◆ **ÉNONCÉ DU PROBLÈME**:
Reproduisez fidèlement les lignes de tous les items qui suivent, en laissant de côté les images.

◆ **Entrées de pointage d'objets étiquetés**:
* * *

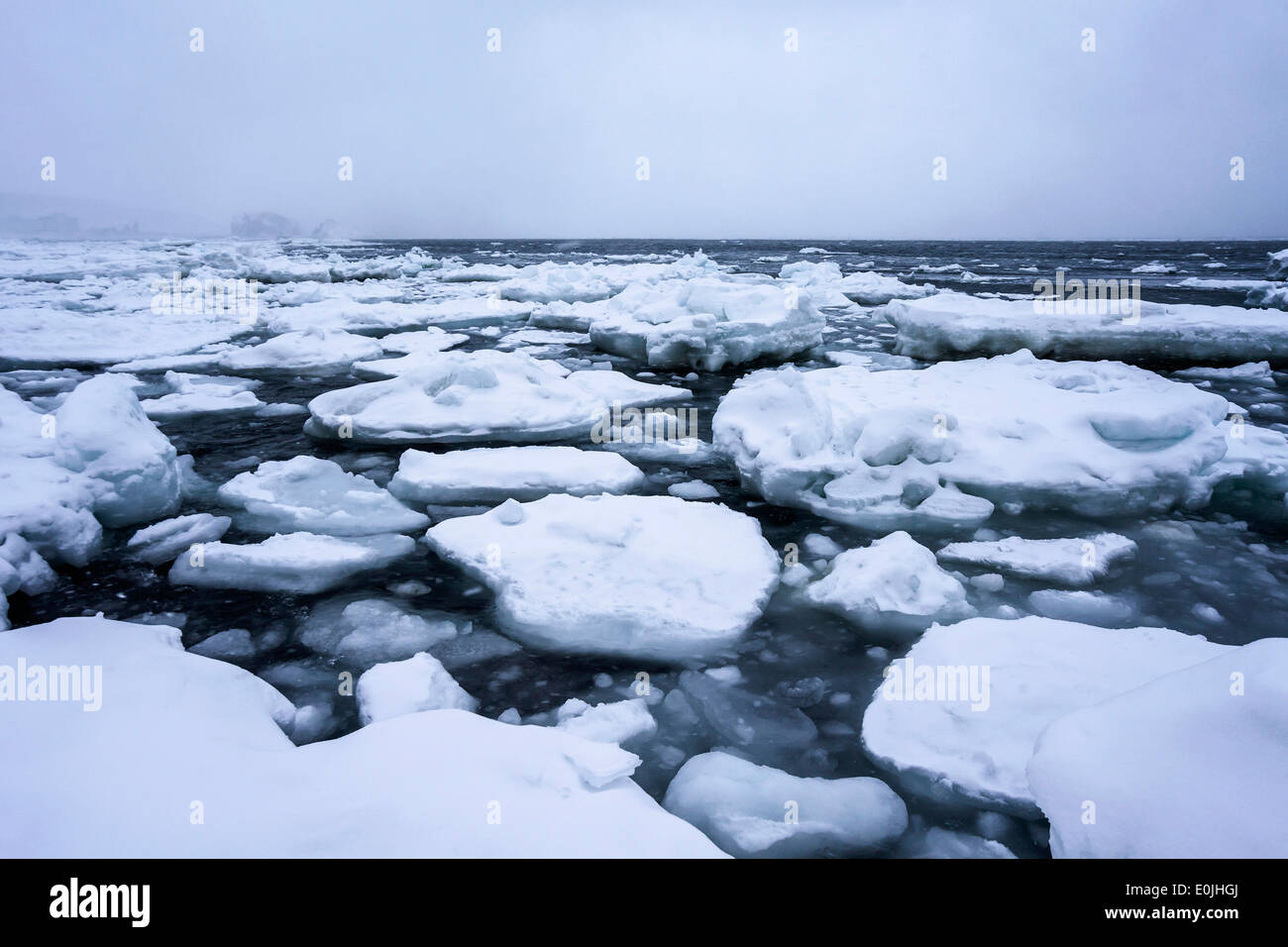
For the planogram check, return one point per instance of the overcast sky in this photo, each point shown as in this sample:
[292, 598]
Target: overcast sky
[742, 137]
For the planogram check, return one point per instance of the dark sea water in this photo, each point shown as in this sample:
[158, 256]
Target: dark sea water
[1239, 567]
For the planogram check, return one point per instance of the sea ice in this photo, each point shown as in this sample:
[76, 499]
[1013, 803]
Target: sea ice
[492, 474]
[1193, 764]
[314, 495]
[639, 577]
[760, 812]
[958, 716]
[892, 587]
[417, 684]
[299, 562]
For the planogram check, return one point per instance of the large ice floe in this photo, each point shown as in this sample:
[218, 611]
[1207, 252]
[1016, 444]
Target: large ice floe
[760, 812]
[957, 718]
[492, 474]
[953, 324]
[706, 324]
[480, 395]
[639, 577]
[1193, 764]
[313, 495]
[174, 733]
[936, 449]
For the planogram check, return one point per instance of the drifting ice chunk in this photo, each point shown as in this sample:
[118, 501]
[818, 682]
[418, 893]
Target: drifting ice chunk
[1190, 766]
[170, 720]
[407, 686]
[1065, 561]
[368, 630]
[103, 433]
[746, 719]
[706, 324]
[952, 324]
[957, 719]
[609, 723]
[313, 495]
[478, 395]
[892, 586]
[165, 540]
[936, 449]
[492, 474]
[316, 352]
[747, 809]
[640, 577]
[299, 562]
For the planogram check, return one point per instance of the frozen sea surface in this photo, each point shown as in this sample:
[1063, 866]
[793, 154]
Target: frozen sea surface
[791, 690]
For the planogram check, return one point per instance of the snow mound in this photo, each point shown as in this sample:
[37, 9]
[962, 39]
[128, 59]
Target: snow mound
[936, 449]
[953, 324]
[417, 684]
[760, 812]
[492, 474]
[478, 395]
[299, 562]
[175, 731]
[638, 577]
[1065, 561]
[103, 434]
[1194, 764]
[313, 495]
[892, 587]
[957, 719]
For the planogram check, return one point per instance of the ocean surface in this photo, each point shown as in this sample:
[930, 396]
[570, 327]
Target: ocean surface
[1239, 567]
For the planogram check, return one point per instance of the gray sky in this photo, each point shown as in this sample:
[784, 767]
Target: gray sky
[743, 138]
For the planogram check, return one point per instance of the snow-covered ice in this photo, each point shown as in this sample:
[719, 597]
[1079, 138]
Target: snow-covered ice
[492, 474]
[957, 718]
[314, 495]
[760, 812]
[638, 577]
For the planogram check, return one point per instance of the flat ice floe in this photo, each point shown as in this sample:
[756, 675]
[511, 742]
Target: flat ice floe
[313, 495]
[760, 812]
[1194, 764]
[828, 287]
[492, 474]
[1064, 561]
[480, 395]
[706, 324]
[936, 449]
[299, 562]
[636, 577]
[416, 684]
[174, 727]
[948, 325]
[957, 718]
[890, 587]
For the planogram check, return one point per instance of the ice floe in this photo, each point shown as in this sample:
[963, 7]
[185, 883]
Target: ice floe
[492, 474]
[168, 720]
[636, 577]
[314, 495]
[948, 325]
[958, 716]
[760, 812]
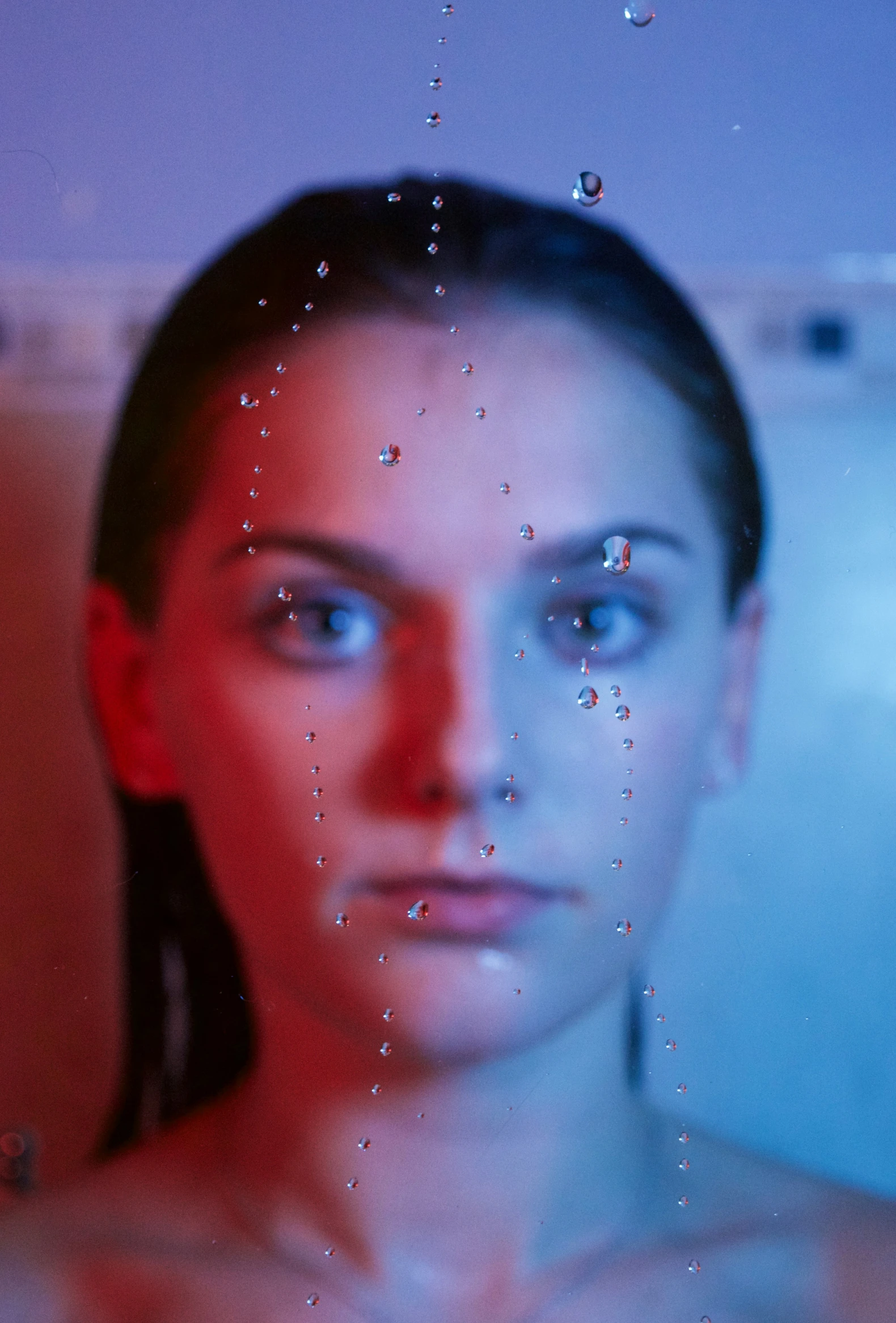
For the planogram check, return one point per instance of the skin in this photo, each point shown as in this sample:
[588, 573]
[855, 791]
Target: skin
[535, 1183]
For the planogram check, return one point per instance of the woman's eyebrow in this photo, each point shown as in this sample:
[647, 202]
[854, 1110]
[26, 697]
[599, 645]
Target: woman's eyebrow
[583, 548]
[345, 556]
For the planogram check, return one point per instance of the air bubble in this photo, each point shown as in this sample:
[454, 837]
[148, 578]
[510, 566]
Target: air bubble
[639, 14]
[589, 188]
[618, 555]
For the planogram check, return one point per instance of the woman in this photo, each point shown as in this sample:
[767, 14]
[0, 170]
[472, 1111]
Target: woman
[368, 652]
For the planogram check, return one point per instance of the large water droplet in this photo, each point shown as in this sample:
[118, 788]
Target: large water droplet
[639, 14]
[589, 188]
[618, 555]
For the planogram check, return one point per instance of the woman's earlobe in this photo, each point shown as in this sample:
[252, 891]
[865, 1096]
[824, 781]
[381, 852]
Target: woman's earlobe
[119, 655]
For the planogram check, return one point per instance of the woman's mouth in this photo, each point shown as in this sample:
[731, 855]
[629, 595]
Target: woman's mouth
[453, 905]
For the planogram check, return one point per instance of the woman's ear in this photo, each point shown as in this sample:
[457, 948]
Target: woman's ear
[731, 744]
[119, 671]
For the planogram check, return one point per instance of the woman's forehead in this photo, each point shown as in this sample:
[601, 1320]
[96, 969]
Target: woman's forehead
[581, 433]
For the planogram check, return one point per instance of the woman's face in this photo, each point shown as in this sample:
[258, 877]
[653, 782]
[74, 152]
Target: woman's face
[438, 658]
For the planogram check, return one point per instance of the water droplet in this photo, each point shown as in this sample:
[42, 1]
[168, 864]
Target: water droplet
[589, 188]
[639, 14]
[618, 555]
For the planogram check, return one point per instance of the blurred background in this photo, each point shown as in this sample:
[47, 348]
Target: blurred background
[751, 149]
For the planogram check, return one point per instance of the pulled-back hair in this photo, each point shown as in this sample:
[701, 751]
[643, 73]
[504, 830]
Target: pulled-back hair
[374, 248]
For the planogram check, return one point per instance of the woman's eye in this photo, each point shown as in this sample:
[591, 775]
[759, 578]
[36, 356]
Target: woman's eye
[324, 627]
[614, 627]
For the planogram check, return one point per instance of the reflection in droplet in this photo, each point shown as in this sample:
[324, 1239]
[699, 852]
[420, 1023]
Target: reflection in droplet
[618, 555]
[589, 188]
[639, 14]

* * *

◆ **RÉSULTAT OBTENU**:
For the planogram check, return one point per instance of the overcast sky in this photo, each point shown as in this sample:
[292, 598]
Target: overcast sky
[742, 137]
For the planogram check, return one point per instance of the dark sea water in this photo, each point shown as in this sample:
[158, 256]
Target: dark sea water
[1239, 567]
For the planogram check, return one point per instance of the sea ice in this photo, each point shown as in this sample:
[76, 499]
[1013, 803]
Target: sea ice
[492, 474]
[1193, 764]
[314, 495]
[639, 577]
[760, 812]
[958, 716]
[892, 587]
[417, 684]
[299, 562]
For the planogram check, return one point per instance of the large ice floe in this photo, each point shown as in this sample:
[218, 611]
[1207, 252]
[1016, 444]
Target: large ice floe
[760, 812]
[957, 718]
[492, 474]
[953, 324]
[706, 324]
[480, 395]
[639, 577]
[1193, 764]
[313, 495]
[174, 733]
[936, 449]
For the planogram check, return one point per instance of the drifting ice chunk in this photo, each point shown as in this sample:
[118, 501]
[818, 682]
[418, 893]
Target: drifting ice chunk
[1190, 766]
[170, 720]
[407, 686]
[1065, 561]
[368, 630]
[103, 433]
[746, 719]
[706, 324]
[952, 324]
[957, 719]
[609, 723]
[313, 495]
[478, 395]
[892, 586]
[165, 540]
[936, 449]
[492, 474]
[316, 352]
[747, 809]
[640, 577]
[299, 562]
For the planogram check, return one point per instance of the frozen sea surface in this photo, each point shown as in this sample:
[1063, 866]
[793, 154]
Target: frozen sea surface
[791, 690]
For the planogram check, return one point per instance of the snow mound in this photo, each point shown as in this sample:
[37, 9]
[962, 39]
[128, 59]
Target: snow mound
[936, 449]
[953, 324]
[417, 684]
[760, 812]
[492, 474]
[478, 395]
[299, 562]
[175, 731]
[638, 577]
[1065, 561]
[103, 434]
[1194, 764]
[313, 495]
[892, 587]
[957, 719]
For the planogram check, return one point per instance of the ocean surface in this photo, each point shown as in this sample:
[930, 396]
[570, 327]
Target: ocean surface
[1239, 567]
For the planogram check, return one point per instance of the gray sky in this photo, each point shown as in this sample:
[784, 767]
Target: gray sky
[743, 138]
For the planogram check, return one point per instance of the snow-covered ice in this photo, each point shown as in this sample:
[719, 597]
[1079, 138]
Target: snow-covered ice
[492, 474]
[957, 718]
[314, 495]
[760, 812]
[638, 577]
For the planogram check, return one point per instance of the flat ice floe in this photo, each point shown as in this sample:
[756, 675]
[511, 742]
Target: flat ice floe
[313, 495]
[760, 812]
[1194, 764]
[828, 287]
[492, 474]
[1064, 561]
[480, 395]
[706, 324]
[936, 449]
[299, 562]
[636, 577]
[416, 684]
[174, 727]
[948, 325]
[957, 718]
[890, 587]
For the planogram check, return one point per instance of the ice floe in this photo, each point shown as in this sample:
[963, 7]
[185, 883]
Target: ice floe
[492, 474]
[168, 720]
[636, 577]
[314, 495]
[948, 325]
[958, 716]
[760, 812]
For the planogram check, return one point per instance of the skin in this photo, each point shown as in this sample:
[588, 573]
[855, 791]
Target: skin
[535, 1183]
For the planogram check, return one point per instance of the woman's eyebrow in this photo, each point shown as in this sample:
[647, 202]
[854, 1110]
[26, 697]
[599, 645]
Target: woman's eyebrow
[583, 548]
[345, 556]
For the planogram check, return one point per instance of the air bubble in this photo, each point shown as in this sample:
[454, 837]
[148, 578]
[510, 566]
Target: air bubble
[639, 14]
[589, 188]
[618, 555]
For the planogram check, return one point per instance of the woman in this photo, each point shown as in this sample:
[767, 14]
[0, 170]
[472, 1111]
Target: woman
[368, 652]
For the planogram check, return one point per instance of the large water droplet in this photo, each point shown as in this sample:
[118, 788]
Target: large water droplet
[639, 14]
[589, 188]
[618, 555]
For the planogram check, return one point per instance of the woman's earlobe in this photo, each point shown as in this sample:
[252, 891]
[865, 1096]
[824, 781]
[381, 852]
Target: woman's earlobe
[119, 655]
For the planogram check, return one point per instance of the woman's mouth in this photo, each point shown as in this sample:
[731, 855]
[629, 595]
Target: woman's mouth
[453, 905]
For the planogram check, return one point per instance of the woman's ear in this photo, each point shown as in this sample:
[457, 948]
Target: woman's ear
[731, 744]
[119, 671]
For the planogram check, return one point per instance of the woman's forehead in this photo, each point shown as in this sample:
[601, 1320]
[96, 969]
Target: woman's forehead
[581, 433]
For the planogram check, return one point per instance of the woman's face in this photo, each point shown as in this sample:
[258, 877]
[653, 782]
[74, 152]
Target: woman's face
[438, 658]
For the planogram check, return one point per instance of the water droplet in this photo, each point shown as in this sample:
[42, 1]
[168, 864]
Target: water droplet
[589, 188]
[639, 14]
[618, 555]
For the planogram check, return one point per instance of the blurred background in this photo, each point shown as in this sample:
[47, 348]
Target: blurred background
[751, 149]
For the planogram check, return one point per instance of the pulled-back hair in this photo, each point shown as in this sample:
[701, 751]
[643, 73]
[504, 830]
Target: pulled-back hair
[374, 248]
For the planogram check, return one point per instance of the woman's eye in this photo, each point shown as in this sample:
[591, 775]
[759, 578]
[36, 356]
Target: woman's eye
[324, 627]
[614, 627]
For the planogram check, return one point per instance of the reflection in droplet in this photo, each point shown as in this sample:
[324, 1239]
[699, 852]
[420, 1023]
Target: reflection in droplet
[618, 555]
[589, 188]
[639, 14]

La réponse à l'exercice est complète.